━━ DATA TO USE

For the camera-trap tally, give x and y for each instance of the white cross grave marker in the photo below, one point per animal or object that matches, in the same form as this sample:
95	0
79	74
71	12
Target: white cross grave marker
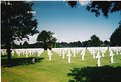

━━━━

Print the records above line for line, without any changes, and leave out the picture.

_OUTPUT BELOW_:
For the camera-trap tally, give x and y for each instance of the white cross grave marker in the photo below, one point per animal or object that matches, in the same form as this sample:
95	0
79	74
71	12
Target: white cross grave marker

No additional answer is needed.